**TEXT TO READ:**
Iran's Stolen Revolution with Bozorgmehr Sharafedin and Yeganeh Torbati
The story of post-revolutionary Iran has been one of missed opportunities and of a government betraying its people, explain the authors of a new history of the period

The Revolution of 1979 that swept away the Shah brought dreams of equality, justice and prosperity to the people of Iran.
What materialised over the decades that followed, however, was not the vibrant, progressive society that many had sought. It was narrow-minded, corrupt and paranoid.
Here Bozorgmehr Sharafedin and Yeganeh Torbati introduce us to the story they tell in Stolen Revolution.
Questions by Peter Moore

Unseen Histories
Charting such a complex history as that of post-Revolution Iran is a formidable task. In Stolen Revolution you do so through the elegant device of following six specific storylines. How did you choose these?
Bozorgmehr Sharafedin and Yeganeh Torbati
We chose our characters from different generations and walks of life to reflect the full arc of Iran’s history and the many layers of its social, cultural, political, and economic experience.
A number of the final characters were different from the ones we originally had in mind. Some of the people we interviewed were unable to continue speaking with us. One was imprisoned because of her political activism, while we believe another cut contact due to pressure from the security forces.
Also during the five years we worked on the book, Iran itself went through profound changes. For example, the country experienced the Women, Life, Freedom movement in 2022, one of the largest protests in its history. As these events unfolded, we decided to introduce new characters to help tell these new chapters of Iran’s history.


Unseen Histories
One of these is the extraordinary story of the cleric Mehdi Karroubi. Why was he such an appealing subject for you and what access to him did you have?
Bozorgmehr Sharafedin and Yeganeh Torbati
We found Mehdi Karroubi a fascinating character for the book as his complex personality was perfect for telling the complex history of the Islamic Republic.
Karroubi was one of the students of Ayatollah Ruhollah Khomeini, and the book starts with his secret journey from Iran to Iraq to visit his teacher in exile.
When he was in prison under the Shah, he met communists and was inspired by their economic ideals, and their goal of forming an egalitarian society. After the victory of the revolution, Karroubi was appointed by Khomeini to manage some of the most important revolutionary foundations.
He began his Robin Hood-style mission to take wealth from the rich and distribute it among the poor. In this era, he also looked away from or was complicit in the repression of his former revolutionary comrades, particularly the communists, and took some decisions that helped to create a style of rule that would then exclude and repress him and his allies in later years.

**PROVIDED MATERIAL:**
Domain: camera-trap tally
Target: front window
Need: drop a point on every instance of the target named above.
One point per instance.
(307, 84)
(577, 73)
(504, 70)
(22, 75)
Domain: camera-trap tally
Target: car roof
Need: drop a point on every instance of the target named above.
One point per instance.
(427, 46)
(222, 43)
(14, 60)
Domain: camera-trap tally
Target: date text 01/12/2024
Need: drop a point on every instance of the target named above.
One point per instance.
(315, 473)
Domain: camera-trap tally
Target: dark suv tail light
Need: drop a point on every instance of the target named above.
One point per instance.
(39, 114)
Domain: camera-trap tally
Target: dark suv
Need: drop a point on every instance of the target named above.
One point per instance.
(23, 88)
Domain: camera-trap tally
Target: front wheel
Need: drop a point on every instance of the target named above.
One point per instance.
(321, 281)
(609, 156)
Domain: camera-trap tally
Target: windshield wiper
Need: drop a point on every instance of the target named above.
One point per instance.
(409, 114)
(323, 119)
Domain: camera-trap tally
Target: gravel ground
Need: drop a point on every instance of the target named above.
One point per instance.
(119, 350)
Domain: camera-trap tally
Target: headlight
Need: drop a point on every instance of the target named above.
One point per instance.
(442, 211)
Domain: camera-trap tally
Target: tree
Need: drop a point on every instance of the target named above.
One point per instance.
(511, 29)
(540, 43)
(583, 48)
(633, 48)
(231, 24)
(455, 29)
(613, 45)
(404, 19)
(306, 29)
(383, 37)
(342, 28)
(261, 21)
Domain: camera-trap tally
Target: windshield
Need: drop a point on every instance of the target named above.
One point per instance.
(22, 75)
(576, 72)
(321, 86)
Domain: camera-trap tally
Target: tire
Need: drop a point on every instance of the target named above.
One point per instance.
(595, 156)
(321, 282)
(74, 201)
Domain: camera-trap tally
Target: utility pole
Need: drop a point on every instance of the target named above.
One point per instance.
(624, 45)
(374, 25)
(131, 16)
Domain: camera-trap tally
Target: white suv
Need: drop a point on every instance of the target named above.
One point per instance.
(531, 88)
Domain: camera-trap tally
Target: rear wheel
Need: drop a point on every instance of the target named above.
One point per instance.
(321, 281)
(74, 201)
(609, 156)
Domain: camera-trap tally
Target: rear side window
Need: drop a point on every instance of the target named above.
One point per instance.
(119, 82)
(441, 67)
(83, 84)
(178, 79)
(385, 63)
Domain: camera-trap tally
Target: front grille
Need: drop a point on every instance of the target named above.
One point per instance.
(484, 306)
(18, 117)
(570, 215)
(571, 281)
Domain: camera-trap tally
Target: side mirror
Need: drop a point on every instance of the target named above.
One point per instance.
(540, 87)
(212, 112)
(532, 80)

**TASKS TO COMPLETE:**
1. Using the interview on Iran's Stolen Revolution, say whether each statement agrees with it: (a) The authors spent five years working on the book. (b) Karroubi met communists while he was in prison under the Shah. (c) The final characters were all the ones the authors first had in mind. Answer yes or no for each and quote the deciding words.
2. Print the part of the interview on Iran's Stolen Revolution from "Also during the" up to and including "the Islamic Republic.".
3. Carry on the interview on Iran's Stolen Revolution from the point where it stops.

**IN RESPONSE:**
1.
(a) Yes: "during the five years we worked on the book"
(b) Yes: "When he was in prison under the Shah, he met communists"
(c) No: "A number of the final characters were different from the ones we originally had in mind."

2.
Also during the five years we worked on the book, Iran itself went through profound changes. For example, the country experienced the Women, Life, Freedom movement in 2022, one of the largest protests in its history. As these events unfolded, we decided to introduce new characters to help tell these new chapters of Iran’s history.


Unseen Histories
One of these is the extraordinary story of the cleric Mehdi Karroubi. Why was he such an appealing subject for you and what access to him did you have?
Bozorgmehr Sharafedin and Yeganeh Torbati
We found Mehdi Karroubi a fascinating character for the book as his complex personality was perfect for telling the complex history of the Islamic Republic.

3.
Karroubi's transformation as a character was in tandem with that of the Islamic Republic from a theocracy into a mafia state. As we see the Revolutionary Guards taking a larger role in the economy, we also see Karroubi becoming increasingly critical of the system. Karroubi turned into one of the main critics of the Islamic Republic under Khamenei's leadership and paid a very high price for it, and was put under house arrest for more than a decade.
Another thing that fascinated us about Karroubi was his honesty and perhaps his stubbornness. He voiced his opinions regardless of the price. However, that doesn't mean that he ever cut ties with the Islamic Republic. While he challenged some of the core values of the system, for example a single cleric ruling the country, he still fundamentally believes that the Islamic Republic is the best form of governance, and he is still hopeful to reform it from within.
Karroubi generously shared with us parts of his unpublished memoirs. We also went through thousands of pages of newspapers from before and after the revolution to better understand his ideas and actions.
We spoke to many people who knew him personally, including human rights activists, politicians, journalists, and members of his family, who shared their insights into his personality.


Unseen Histories
It is unsafe for both of you authors to visit Iran due to the writing that you have produced. But do you think that this distance has allowed you to gain critical perspective?
Bozorgmehr Sharafedin and Yeganeh Torbati
We cannot travel to Iran because some of the reports we published during our journalism careers showed corruption within the Islamic Republic.
Reporting on Iran from outside the country has its own challenges and limitations. But it also has some advantages. One of the main advantages is that people inside the country feel more comfortable sharing confidential documents and leaking secret information to journalists in exile. They know that after the publication of these reports, Iranian security forces cannot put reporters under pressure to reveal their sources.
We compensated for our absence from Iran by doing lengthy interviews with our sources and asking them to describe scenes and events in great detail. We have also relied heavily on visual material to help us reconstruct and describe those scenes.


Unseen Histories
At its most simplistic level, the story post 1979 is of a betrayal of the Iranian people. But one of your central interests is to pinpoint moments when different paths could have been taken. Can you tell us about one of these?
Bozorgmehr Sharafedin and Yeganeh Torbati
That's a very good point. This book is the story of a transformation: the transformation of the Islamic Republic from a revolution that promised to create an egalitarian society into its exact opposite, a mafia state. For us, it was important to show exactly how this process happened and what the turning points and deviations were that changed the system into what it is today.
Interestingly, what we found was that many such turning points began with good intentions. For example, Karroubi tried to import wheelchairs from Germany for veterans of the Iran-Iraq War, but the government blocked those imports to support domestic production. Karroubi, who was an MP at the time, helped pass a bill in parliament allowing the foundation under his management to import goods without government supervision.
Years later, that autonomy gave such foundations significant freedom to import and export without supervision, audits, or paying taxes. That was one of the examples that the book examines to show the gradual creation of this mafia state.

Unseen Histories
While Iranian society has been reshaped by the Islamic Revolution of 1979, in the years since the world has been upended by the online revolution. While this seems a mix of progressive and conservative forces, you note that by 2010 Iran had a lively internet culture. Is this correct and how much of this remains today?
Bozorgmehr Sharafedin and Yeganeh Torbati
The internet culture in Iran is very active and vibrant. Since free speech is restricted in society, many come to the internet to express themselves and hear from one another. Of course, the same strict rules apply to the virtual space as well, and many people are persecuted for their posts on social media.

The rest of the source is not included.